» TEXT SEGMENT:
_ _ _

Interesting article in today’s New York Times.
Neat article. I don’t have much to add myself. I always assumed that dragons came about the same way as any other mythical creature – partly by mixing and matching elements of different animals, and partly just by exaggerating size/ferocity/etc. Of course dinosaur bones might play into it as well. Humans have always proved remarkably adept at making up weird stuff.
I saw a Komodo dragon in a zoo in Indonesia when I was a little kid. I think they kept it in a big pit in the ground. I don’t remember anything else about it, unfortunately (I was about 4 at the time).
Peter Dickinson wrote an interesting book called The Flight of Dragons, which postulated a biological model for dragons which fit the majority of folkloric evidence, as well as accounting for the lack of physical evidence. To summarize appallingly, he suggests that dragons were essentially huge blimps, and that the chemical reactions which allowed them to fly would tend to destroy their skeletons after death, leaving no fossils. It’s the sort of wacky theory that is unproven and probably unprovabel, but makes for a nifty thought experiment.
I wonder if Creationists approve of it.
Most Creationists I know have simply argued that dragons were dinosaurs who co-existed with humans. My problem with this is that dragons in myth tend to be much more serpentine than dinosaurs.
I think I saw an animated version of this book. I thought the theories quite ingenious as a thought experiment. Subpar plot, as I recall, but the “science” was neat to a burgeoning geek like me.

_ _ _

» GIVEN ENTRIES:
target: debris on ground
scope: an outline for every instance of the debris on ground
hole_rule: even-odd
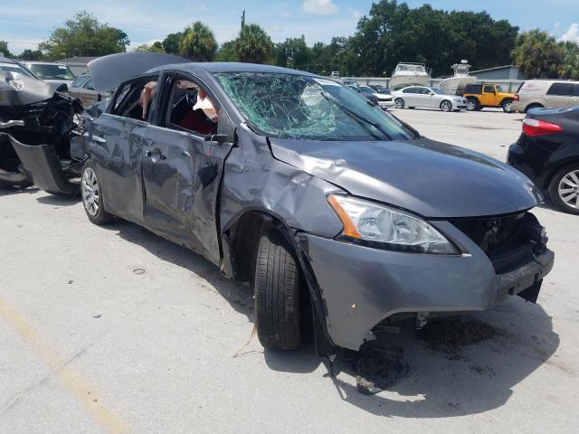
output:
[[[452,354],[463,346],[503,335],[501,330],[481,321],[460,317],[428,323],[421,330],[420,338],[435,351]]]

_ _ _

» EXERCISE A: Using the dragon discussion, say whether each statement below agrees with it: (i) the commenter saw a Komodo dragon at a zoo in Indonesia; (ii) Dickinson's book holds that dragon skeletons survived as fossils; (iii) the Creationists mentioned argue that dragons were dinosaurs living alongside humans. Answer yes or no for each and quote the deciding words.
» EXERCISE B: Please reproduce the part of the dragon discussion between "Neat article. I" and "at the time).", inclusive.

» RESPONSE BOX A:
(i) Yes: "I saw a Komodo dragon in a zoo in Indonesia when I was a little kid."
(ii) No: "would tend to destroy their skeletons after death, leaving no fossils."
(iii) Yes: "dragons were dinosaurs who co-existed with humans."

» RESPONSE BOX B:
Neat article. I don’t have much to add myself. I always assumed that dragons came about the same way as any other mythical creature – partly by mixing and matching elements of different animals, and partly just by exaggerating size/ferocity/etc. Of course dinosaur bones might play into it as well. Humans have always proved remarkably adept at making up weird stuff.
I saw a Komodo dragon in a zoo in Indonesia when I was a little kid. I think they kept it in a big pit in the ground. I don’t remember anything else about it, unfortunately (I was about 4 at the time).